Source file ⇒ lec16.Rmd
In the uniform distribution every number is equally likely. To create a vector of 5 numbers from the uniform distribution on the interval 0 to 1 use the code:
runif(n=5,min=0,max=1)
## [1] 0.8240253 0.6254761 0.4460579 0.4345161 0.8846122
I have added chapter 3 on functions in Data Camp’s Intermediate R to your hw 6. Yeah!!
R has a special mechanism for allowing you to use the same name in different places in your code and have it refer to different objects.
For example, you want to be able to create new variables in your functions and not worry if there are variables with the same name already in the workspace.
For example:
w <- 3
my_func=function(x,y,z){
w <- x^2
print(w)
}
my_func(2,3,4)
## [1] 4
w
## [1] 3
What is happening here is that w in the function my_func
is a separate copy of the w outside myfunc
. Because it is a separate copy changing w inside the function doesn’t mutate w outside of the function.
To understand this better we need to discuss environments.
When you call a function, R creates a new workspace containing just the variables defined by the arguments of that function. This collection of variables is called a frame.
We can list the frame, using `ls()’
my_func=function(x,y,z){
w <- x^2
print(ls())
}
my_func(2,3,4)
## [1] "w" "x" "y" "z"
What is the output of the following function call?
x <- 1; y <- 2
lookatframe <- function(a, b, c) print(ls())
lookatframe(a = 1, b = 2, c = 3)
## [1] "a" "b" "c"
However, R has a way of accessing variables that are not in the frame created by the function.

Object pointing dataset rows

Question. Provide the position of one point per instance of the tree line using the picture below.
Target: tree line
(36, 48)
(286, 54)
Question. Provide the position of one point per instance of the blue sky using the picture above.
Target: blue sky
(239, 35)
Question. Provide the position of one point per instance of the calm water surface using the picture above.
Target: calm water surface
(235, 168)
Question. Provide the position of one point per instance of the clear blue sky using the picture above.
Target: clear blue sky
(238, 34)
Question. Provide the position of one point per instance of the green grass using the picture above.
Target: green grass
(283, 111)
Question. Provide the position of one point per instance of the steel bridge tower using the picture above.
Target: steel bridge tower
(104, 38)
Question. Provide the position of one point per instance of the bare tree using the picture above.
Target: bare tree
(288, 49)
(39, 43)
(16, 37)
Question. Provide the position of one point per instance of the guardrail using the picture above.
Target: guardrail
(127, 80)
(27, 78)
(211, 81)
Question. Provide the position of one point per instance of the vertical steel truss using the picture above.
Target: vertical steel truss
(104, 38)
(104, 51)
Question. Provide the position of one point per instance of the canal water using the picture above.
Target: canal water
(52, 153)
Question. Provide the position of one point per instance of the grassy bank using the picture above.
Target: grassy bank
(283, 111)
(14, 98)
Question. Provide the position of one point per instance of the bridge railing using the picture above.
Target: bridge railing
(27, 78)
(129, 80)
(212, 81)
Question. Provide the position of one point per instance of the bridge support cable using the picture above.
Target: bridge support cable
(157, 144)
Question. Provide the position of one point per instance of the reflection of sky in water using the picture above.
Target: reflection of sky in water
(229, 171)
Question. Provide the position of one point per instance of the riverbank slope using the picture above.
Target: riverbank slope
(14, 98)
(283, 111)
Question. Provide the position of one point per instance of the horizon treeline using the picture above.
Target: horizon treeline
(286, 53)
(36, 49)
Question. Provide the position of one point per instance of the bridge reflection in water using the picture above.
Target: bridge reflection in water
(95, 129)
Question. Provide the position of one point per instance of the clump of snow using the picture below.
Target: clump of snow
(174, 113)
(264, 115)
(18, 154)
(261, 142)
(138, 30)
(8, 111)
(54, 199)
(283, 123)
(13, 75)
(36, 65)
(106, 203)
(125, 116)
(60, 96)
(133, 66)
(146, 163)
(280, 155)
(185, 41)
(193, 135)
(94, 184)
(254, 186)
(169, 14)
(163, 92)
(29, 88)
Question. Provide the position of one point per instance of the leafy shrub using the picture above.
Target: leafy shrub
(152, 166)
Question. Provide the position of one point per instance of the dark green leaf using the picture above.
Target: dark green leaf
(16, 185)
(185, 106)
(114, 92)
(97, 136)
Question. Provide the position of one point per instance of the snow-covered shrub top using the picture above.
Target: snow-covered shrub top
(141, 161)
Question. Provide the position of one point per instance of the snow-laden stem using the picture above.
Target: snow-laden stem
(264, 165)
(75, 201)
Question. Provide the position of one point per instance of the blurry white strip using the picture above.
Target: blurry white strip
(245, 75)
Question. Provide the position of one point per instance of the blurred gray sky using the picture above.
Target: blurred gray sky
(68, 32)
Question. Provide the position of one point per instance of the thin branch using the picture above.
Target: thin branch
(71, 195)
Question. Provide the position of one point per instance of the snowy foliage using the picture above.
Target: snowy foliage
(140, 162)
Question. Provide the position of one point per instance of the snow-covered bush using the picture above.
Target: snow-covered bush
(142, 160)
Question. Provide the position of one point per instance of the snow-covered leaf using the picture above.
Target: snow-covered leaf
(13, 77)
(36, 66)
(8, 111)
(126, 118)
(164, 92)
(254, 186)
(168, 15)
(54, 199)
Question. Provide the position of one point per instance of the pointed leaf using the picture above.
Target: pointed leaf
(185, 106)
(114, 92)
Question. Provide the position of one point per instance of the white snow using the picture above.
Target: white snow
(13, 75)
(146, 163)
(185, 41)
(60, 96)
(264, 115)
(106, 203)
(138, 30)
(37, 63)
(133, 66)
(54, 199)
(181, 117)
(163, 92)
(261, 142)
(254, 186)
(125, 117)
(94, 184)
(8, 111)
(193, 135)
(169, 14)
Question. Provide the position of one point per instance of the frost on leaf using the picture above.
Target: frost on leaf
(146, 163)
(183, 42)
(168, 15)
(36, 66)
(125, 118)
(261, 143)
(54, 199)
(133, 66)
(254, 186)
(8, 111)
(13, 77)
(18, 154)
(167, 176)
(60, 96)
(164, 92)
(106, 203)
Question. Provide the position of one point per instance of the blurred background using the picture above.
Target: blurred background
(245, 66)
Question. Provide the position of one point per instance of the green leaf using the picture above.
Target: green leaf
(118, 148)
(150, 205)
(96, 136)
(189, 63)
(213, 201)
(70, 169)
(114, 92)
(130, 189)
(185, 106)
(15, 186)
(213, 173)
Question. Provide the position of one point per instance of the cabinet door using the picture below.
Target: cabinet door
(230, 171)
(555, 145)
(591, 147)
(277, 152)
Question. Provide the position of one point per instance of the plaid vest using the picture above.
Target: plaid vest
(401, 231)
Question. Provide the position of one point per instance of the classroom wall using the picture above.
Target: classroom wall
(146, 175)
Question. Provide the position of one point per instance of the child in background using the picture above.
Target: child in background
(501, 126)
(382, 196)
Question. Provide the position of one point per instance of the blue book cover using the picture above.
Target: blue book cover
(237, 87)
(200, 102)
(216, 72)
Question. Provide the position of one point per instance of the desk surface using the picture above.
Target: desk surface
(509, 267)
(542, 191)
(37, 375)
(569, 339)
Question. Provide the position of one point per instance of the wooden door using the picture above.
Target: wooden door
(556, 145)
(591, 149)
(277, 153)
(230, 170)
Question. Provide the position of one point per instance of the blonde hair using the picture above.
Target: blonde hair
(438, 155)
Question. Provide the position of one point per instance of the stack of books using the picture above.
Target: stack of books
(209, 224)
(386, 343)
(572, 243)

GOALS:
(A) Rewrite the passage of the lecture notes on R functions that opens with the words "When you call" and closes with "following function call?", changing "frame" to "environment" throughout.
(B) Identify every line of the rows that contains the word "vertical", and copy each such line.
The lecture notes on R functions and the rows are independent of each other and share no content.

TASK-BY-TASK ANSWERS:
(A)
When you call a function, R creates a new workspace containing just the variables defined by the arguments of that function. This collection of variables is called a environment.
We can list the environment, using `ls()’
my_func=function(x,y,z){
w <- x^2
print(ls())
}
my_func(2,3,4)
## [1] "w" "x" "y" "z"
What is the output of the following function call?

(B)
Question. Provide the position of one point per instance of the vertical steel truss using the picture above.
Target: vertical steel truss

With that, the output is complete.